§ **TEXT SECTION**:
────────────────────────────────────────
1
D. G. Schrausser / Thesis chapter 2: Random selection as correlative construct (2022)
Thesis chapter 2: Random selection as correlative construct
Dietmar G. Schrausser
Institute of Psychology, Karl Franzens University, Universitätsplatz 2, 8010 Graz, Austria
Thesis July1 1996; English translation July 2022
Introducton
Since a random selection (or assignment) of elements (persons) from populations is of fundamental
importance for both, approximate and exact procedures, this concept is discussed in more detail. Two examples
are given for illustration: Scenario A (Section 2.1) illustrates the formal mechanism of random selection. In
Scenario B (Section 2.2) this formal mechanism is applied to the selection of samples from a population.
Analogies to error variance and treatment variance are discussed. The mechanism of random selection is defined
as non-relationship between a selection process A and characteristics of a population P from which a sample S
is selected (Section 2.3).
────────────────────────────────────────
§ **WHAT THIS EXERCISE ASKS**:
1. In the chapter on random selection, what does Scenario A illustrate?
2. Write the next part of the chapter on random selection, picking up after its last sentence.
The listing after this chapter excerpt is separate material.

§ **GIVEN DATA**:
────────────────────────────────────────
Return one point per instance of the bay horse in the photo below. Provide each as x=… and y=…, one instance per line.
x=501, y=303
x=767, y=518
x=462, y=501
────────────────────────────────────────
§ **ANSWERS TO EACH TASK**:
1. The formal mechanism of random selection.

2.
2.1 Scenario A: Of panels and cuboids
2.1.1 Case 1
Given a set P, a panel with a uniform thickness of entities e. Furthermore, we assume that set A is an
arrangement of cuboids of different diameters. The squares are all the same length. This set A shall be called
the ‚shaping matrix‘. Now imagine that set A is positioned parallel to the left of the flat panel P and penetrates
it from left to right. Figure 2.1 illustrates what has been described:
Figure 2.1
Pictorial representation of a selection process of elements S from a set P determined by a set A. The sizes of the set S are completely
determined by the size property of set A, since P is constant with respect to this property.
1 Schrausser, D. G. (1996). Permutationstests: Theoretische und praktische Arbeitsweise von Permutationsverfahren beim
unverbundenen 2 Stichprobenproblem. Thesis. Institute of Psychology, Karl Franzens University, Austria.
DOI: 10.13140/RG.2.2.24500.32640/1
2
D. G. Schrausser / Thesis chapter 2: Random selection as correlative construct (2022)
The individual parts that result from this 'shaping process' are cuboids of a set S. This set S will be called
the shaped quantity. The side length distribution of the resulting quantity S is defined by the thickness of panel
P and the cuboid diameters of shaping matrix A. The cuboids of quantity S have the thickness e of panel P as
one side length (a), and the diameter of cuboids with different thicknesses of matrix A as the other side (b), see
Figure 2.2.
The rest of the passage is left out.